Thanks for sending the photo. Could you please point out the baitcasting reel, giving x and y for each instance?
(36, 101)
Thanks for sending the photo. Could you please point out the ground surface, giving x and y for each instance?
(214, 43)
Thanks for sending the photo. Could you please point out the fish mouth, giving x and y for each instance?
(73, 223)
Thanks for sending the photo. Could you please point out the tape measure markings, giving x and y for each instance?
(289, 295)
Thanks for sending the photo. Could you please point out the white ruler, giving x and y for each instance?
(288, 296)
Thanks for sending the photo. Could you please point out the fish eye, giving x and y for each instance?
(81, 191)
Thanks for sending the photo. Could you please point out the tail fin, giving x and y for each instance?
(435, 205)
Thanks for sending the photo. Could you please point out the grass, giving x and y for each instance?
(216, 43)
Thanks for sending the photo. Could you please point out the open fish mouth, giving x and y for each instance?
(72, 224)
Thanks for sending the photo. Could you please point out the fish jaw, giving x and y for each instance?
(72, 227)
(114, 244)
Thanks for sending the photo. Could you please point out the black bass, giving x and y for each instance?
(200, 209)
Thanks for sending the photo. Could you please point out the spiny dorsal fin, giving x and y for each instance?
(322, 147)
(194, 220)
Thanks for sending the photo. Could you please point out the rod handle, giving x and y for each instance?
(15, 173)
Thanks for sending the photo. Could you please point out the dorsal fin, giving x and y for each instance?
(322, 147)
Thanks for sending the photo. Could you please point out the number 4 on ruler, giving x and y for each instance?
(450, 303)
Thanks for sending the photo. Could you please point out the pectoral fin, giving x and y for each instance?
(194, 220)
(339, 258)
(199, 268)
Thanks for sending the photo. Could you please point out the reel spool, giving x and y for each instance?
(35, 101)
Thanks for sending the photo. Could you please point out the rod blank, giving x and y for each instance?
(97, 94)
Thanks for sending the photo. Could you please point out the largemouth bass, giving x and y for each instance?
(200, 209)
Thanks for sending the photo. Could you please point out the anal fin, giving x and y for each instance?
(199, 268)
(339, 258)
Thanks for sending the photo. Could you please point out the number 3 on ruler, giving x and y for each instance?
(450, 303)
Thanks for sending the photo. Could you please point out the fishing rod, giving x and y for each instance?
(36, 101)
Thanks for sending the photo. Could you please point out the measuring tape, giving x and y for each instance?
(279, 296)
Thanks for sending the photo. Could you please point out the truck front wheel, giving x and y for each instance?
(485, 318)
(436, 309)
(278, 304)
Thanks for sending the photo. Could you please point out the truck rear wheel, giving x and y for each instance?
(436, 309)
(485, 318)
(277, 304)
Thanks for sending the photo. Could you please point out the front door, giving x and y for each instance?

▶ [WORK ORDER] Output every entry exactly.

▶ [FINISHED TASK]
Thanks for sending the photo. Could you please point out the baitcasting reel, giving x and y for each instance?
(36, 101)
Thanks for sending the photo. Could you please point out the ground surface, giving x and y for each instance?
(214, 43)
Thanks for sending the photo. Could you please point out the fish mouth, giving x and y for each instance?
(73, 223)
Thanks for sending the photo. Could you please point out the tape measure markings, giving x and y for each instance?
(289, 295)
Thanks for sending the photo. Could you please point out the white ruler, giving x and y for each instance?
(288, 296)
Thanks for sending the photo. Could you please point out the fish eye, giving x and y for each instance?
(81, 191)
Thanks for sending the photo. Could you please point out the tail fin, giving x and y for each instance?
(435, 205)
Thanks for sending the photo. Could you please point out the grass, giving x and y for each instance?
(216, 43)
Thanks for sending the photo. Could you please point out the open fish mouth, giving x and y for each instance?
(72, 224)
Thanks for sending the photo. Could you please point out the fish jaw, giving x and y for each instance?
(72, 227)
(114, 244)
Thanks for sending the photo. Could you please point out the black bass, giving x and y for each instance?
(200, 209)
Thanks for sending the photo. Could you please point out the spiny dorsal fin, giving x and y for each instance?
(322, 147)
(194, 220)
Thanks for sending the photo. Could you please point out the rod handle, giving x and y for each instance?
(15, 173)
Thanks for sending the photo. Could you please point out the dorsal fin, giving x and y for each instance?
(322, 147)
Thanks for sending the photo. Could you please point out the number 4 on ruler, giving x and y for each instance?
(450, 303)
Thanks for sending the photo. Could you please point out the pectoral fin, giving x and y for each instance?
(194, 220)
(339, 258)
(199, 268)
Thanks for sending the photo. Could you please point out the reel spool, giving x and y for each instance?
(35, 101)
Thanks for sending the photo. Could you please point out the rod blank, giving x and y for each instance?
(97, 94)
Thanks for sending the photo. Could you please point out the largemouth bass, giving x and y for each instance?
(200, 209)
Thanks for sending the photo. Could you please point out the anal fin, giving x and y for each instance?
(199, 268)
(339, 258)
Thanks for sending the photo. Could you please point out the number 3 on ruler, giving x and y for each instance?
(450, 303)
Thanks for sending the photo. Could you please point out the fishing rod, giving x and y for each instance?
(36, 101)
Thanks for sending the photo. Could you please point out the measuring tape, giving x and y for each instance?
(279, 296)
Thanks for sending the photo. Could you please point out the truck front wheel, giving x and y for each instance?
(485, 318)
(436, 309)
(278, 304)
Thanks for sending the photo. Could you please point out the truck rear wheel, giving x and y for each instance?
(436, 309)
(485, 318)
(277, 304)
Thanks for sending the photo. Could you please point out the front door, giving x and y for each instance?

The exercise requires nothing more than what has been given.